■ What you should do
Give everything from the line containing "Presence check: is any bird's black wing" down through the line containing "xmin=645 ymin=438 xmax=970 ymax=647" as a two-column CSV with the columns request and answer, one row per record. Put each field in quotation marks and replace line breaks with spaces.

··· Stored records

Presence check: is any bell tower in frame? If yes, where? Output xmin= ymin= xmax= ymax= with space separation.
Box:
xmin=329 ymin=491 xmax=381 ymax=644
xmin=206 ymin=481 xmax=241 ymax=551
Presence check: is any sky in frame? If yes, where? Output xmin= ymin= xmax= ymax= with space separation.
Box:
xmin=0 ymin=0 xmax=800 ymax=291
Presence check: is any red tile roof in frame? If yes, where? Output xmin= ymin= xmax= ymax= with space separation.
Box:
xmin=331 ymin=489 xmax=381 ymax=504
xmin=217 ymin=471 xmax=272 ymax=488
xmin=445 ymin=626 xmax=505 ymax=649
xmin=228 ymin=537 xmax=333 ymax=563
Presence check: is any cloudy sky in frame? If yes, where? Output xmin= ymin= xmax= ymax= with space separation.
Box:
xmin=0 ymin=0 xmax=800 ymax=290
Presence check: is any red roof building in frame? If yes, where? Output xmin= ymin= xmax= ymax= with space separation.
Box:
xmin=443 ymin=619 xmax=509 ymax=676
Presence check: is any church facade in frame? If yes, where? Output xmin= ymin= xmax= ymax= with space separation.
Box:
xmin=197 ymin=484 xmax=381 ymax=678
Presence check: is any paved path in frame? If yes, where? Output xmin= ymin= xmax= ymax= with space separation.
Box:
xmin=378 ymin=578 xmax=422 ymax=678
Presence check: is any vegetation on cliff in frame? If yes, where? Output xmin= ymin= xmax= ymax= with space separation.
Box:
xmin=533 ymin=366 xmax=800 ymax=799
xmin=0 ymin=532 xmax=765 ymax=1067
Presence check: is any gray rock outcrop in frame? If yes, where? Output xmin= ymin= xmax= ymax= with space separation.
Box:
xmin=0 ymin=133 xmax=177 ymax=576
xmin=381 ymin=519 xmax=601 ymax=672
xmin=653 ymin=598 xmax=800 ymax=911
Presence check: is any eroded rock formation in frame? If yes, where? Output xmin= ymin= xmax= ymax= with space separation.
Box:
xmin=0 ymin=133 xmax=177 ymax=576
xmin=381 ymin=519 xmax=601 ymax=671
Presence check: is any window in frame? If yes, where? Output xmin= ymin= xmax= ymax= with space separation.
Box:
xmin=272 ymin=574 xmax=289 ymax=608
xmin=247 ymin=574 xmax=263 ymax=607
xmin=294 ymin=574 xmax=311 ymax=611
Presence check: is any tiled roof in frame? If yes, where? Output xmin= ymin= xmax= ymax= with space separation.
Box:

······
··· Stored records

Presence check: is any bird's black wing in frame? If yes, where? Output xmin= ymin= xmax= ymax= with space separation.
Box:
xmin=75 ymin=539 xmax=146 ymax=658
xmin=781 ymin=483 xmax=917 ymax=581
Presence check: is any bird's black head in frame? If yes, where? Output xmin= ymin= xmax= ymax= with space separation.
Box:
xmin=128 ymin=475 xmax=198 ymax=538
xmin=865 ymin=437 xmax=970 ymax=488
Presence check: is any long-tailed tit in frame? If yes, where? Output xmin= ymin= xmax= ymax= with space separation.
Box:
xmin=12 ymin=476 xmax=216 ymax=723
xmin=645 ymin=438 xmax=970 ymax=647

······

■ Response to the exercise
request,answer
"Presence check: is any bird's black wing in frame? If yes, where? Output xmin= ymin= xmax= ymax= with space separation. Box:","xmin=75 ymin=539 xmax=146 ymax=658 xmin=781 ymin=483 xmax=917 ymax=581"
"Presence check: is any bird's black head in frame? If yes, where? Output xmin= ymin= xmax= ymax= with space separation. Box:","xmin=128 ymin=475 xmax=198 ymax=538 xmin=865 ymin=437 xmax=970 ymax=488"
"Presence check: is any long-tailed tit in frame? If yes, where? Output xmin= ymin= xmax= ymax= with space separation. Box:","xmin=12 ymin=476 xmax=216 ymax=723 xmin=645 ymin=438 xmax=970 ymax=647"